**Work request**
Your answer should hold every line of the records below that contains the string "metal".

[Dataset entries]
──────────────────────────────
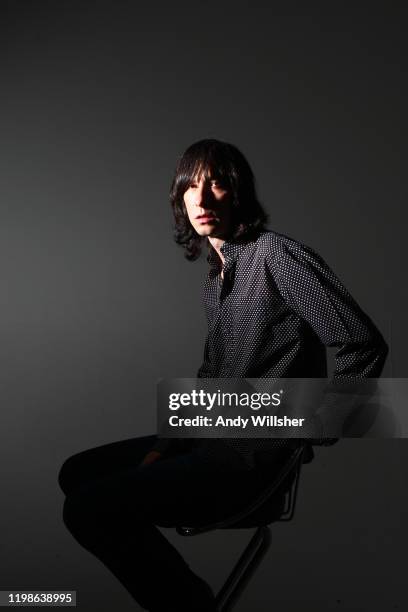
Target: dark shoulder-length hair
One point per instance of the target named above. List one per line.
(226, 162)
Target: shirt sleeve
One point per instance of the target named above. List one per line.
(205, 370)
(315, 293)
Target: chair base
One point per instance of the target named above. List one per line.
(244, 569)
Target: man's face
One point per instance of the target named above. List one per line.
(208, 204)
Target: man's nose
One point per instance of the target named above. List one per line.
(203, 195)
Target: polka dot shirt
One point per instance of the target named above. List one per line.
(274, 312)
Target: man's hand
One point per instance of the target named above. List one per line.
(151, 457)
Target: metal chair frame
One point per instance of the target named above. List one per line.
(260, 541)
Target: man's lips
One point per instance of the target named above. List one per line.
(206, 218)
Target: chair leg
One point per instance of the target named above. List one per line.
(244, 569)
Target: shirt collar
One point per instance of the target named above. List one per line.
(231, 250)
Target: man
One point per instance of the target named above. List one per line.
(272, 306)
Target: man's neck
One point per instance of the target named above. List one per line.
(216, 244)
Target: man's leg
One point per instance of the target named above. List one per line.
(112, 506)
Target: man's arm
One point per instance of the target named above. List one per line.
(315, 293)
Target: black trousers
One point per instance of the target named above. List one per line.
(113, 507)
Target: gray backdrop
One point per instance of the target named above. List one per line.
(98, 99)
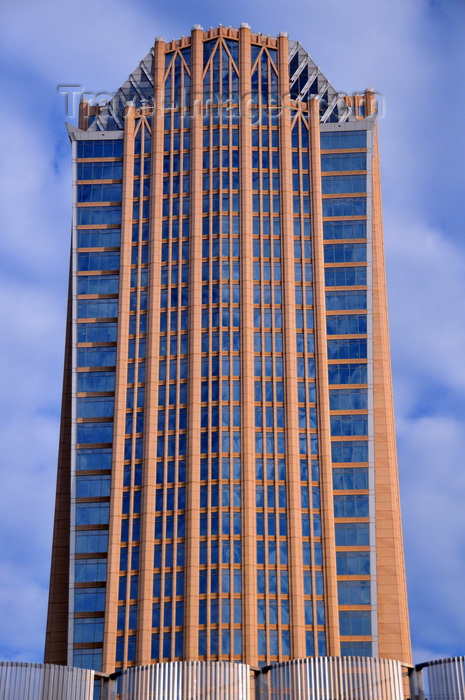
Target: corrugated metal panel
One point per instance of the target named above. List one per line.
(187, 680)
(445, 679)
(20, 681)
(334, 678)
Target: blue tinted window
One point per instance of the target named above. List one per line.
(97, 261)
(97, 308)
(93, 486)
(345, 252)
(98, 216)
(348, 206)
(95, 381)
(343, 161)
(96, 357)
(99, 193)
(89, 599)
(356, 649)
(93, 458)
(352, 534)
(356, 451)
(352, 348)
(97, 284)
(342, 300)
(347, 374)
(92, 513)
(97, 332)
(353, 563)
(345, 276)
(94, 432)
(100, 149)
(88, 630)
(338, 140)
(354, 592)
(95, 407)
(100, 171)
(355, 506)
(348, 478)
(338, 184)
(346, 399)
(99, 238)
(90, 570)
(355, 623)
(346, 324)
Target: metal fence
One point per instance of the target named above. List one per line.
(332, 678)
(21, 681)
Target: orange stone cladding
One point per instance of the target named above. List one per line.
(391, 601)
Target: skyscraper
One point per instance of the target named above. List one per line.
(227, 478)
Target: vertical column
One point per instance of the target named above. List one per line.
(294, 512)
(393, 626)
(321, 353)
(58, 603)
(119, 425)
(144, 632)
(191, 590)
(249, 583)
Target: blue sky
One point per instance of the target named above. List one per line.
(412, 52)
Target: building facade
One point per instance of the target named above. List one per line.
(227, 480)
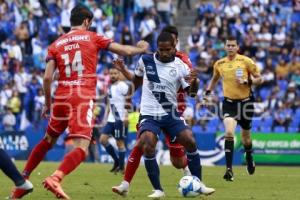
──────────────────────────────
**Written solution**
Target: metal chair frame
Target: corrugated metal panel
Target: metal fence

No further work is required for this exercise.